GIVEN TASK: Reproduce the listing below with every occurrence of "marker" replaced by "pin", leaving all other text unchanged.

☆ ☆ ☆

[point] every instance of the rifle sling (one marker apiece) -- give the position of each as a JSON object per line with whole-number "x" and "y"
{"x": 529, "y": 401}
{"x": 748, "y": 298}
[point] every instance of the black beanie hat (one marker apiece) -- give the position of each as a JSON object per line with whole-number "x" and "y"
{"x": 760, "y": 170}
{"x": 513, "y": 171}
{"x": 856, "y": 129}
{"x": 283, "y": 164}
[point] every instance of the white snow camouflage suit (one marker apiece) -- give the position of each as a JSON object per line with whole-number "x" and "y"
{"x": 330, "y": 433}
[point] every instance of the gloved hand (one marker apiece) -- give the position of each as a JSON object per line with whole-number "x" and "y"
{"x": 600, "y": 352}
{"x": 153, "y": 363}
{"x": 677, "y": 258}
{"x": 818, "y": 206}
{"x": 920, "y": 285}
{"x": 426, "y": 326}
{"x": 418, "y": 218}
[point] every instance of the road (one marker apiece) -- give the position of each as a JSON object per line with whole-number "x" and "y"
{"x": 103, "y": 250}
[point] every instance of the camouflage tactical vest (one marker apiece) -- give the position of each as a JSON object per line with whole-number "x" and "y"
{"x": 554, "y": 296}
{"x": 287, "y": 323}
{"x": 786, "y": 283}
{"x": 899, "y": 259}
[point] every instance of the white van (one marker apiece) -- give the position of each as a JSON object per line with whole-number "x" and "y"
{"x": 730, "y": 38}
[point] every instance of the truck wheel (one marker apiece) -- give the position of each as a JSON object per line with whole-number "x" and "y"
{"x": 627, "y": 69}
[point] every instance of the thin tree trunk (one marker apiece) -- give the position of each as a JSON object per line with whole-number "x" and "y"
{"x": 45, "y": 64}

☆ ☆ ☆

WRITTEN ANSWER:
[point] every instance of the rifle sling (one pin apiece) -- give the position of each as a JSON object per line with whole-number "x" and "y"
{"x": 529, "y": 401}
{"x": 748, "y": 298}
[point] every instance of the black beanie hat (one pin apiece) -- give the position of each as a JSON object per line with whole-number "x" and "y"
{"x": 760, "y": 170}
{"x": 513, "y": 171}
{"x": 856, "y": 129}
{"x": 283, "y": 164}
[point] every instance of the white snow camouflage suit (one pin apiece) -- give the position of each as a JSON object per line with whole-number "x" and "y"
{"x": 330, "y": 433}
[point] every instance of the gloved hand (one pin apiece) -- give the position of each as a JSON object per line with whole-number "x" and "y"
{"x": 600, "y": 352}
{"x": 153, "y": 363}
{"x": 677, "y": 258}
{"x": 818, "y": 206}
{"x": 920, "y": 285}
{"x": 426, "y": 326}
{"x": 418, "y": 218}
[point] every instance of the road (one pin apiece) -- give the position of each as a JSON object per line with whole-number "x" and "y"
{"x": 103, "y": 250}
[point] every instance of the camouflage tactical vest (one pin apiece) -- give the position of each as a JSON object per line with whole-number "x" and "y"
{"x": 554, "y": 296}
{"x": 287, "y": 323}
{"x": 786, "y": 283}
{"x": 899, "y": 259}
[point] every instance of the white van (one pin apiece) -- give the position of each as a JSON object per line with whole-number "x" and "y"
{"x": 730, "y": 38}
[point] every instance of the truck wheel (one pin apiece) -- give the position of each as a JSON object per line with whole-number "x" and "y"
{"x": 627, "y": 69}
[point] every instance of the thin tree trunk (one pin apiece) -- give the position of each as a JSON object per line with whole-number "x" and "y"
{"x": 45, "y": 64}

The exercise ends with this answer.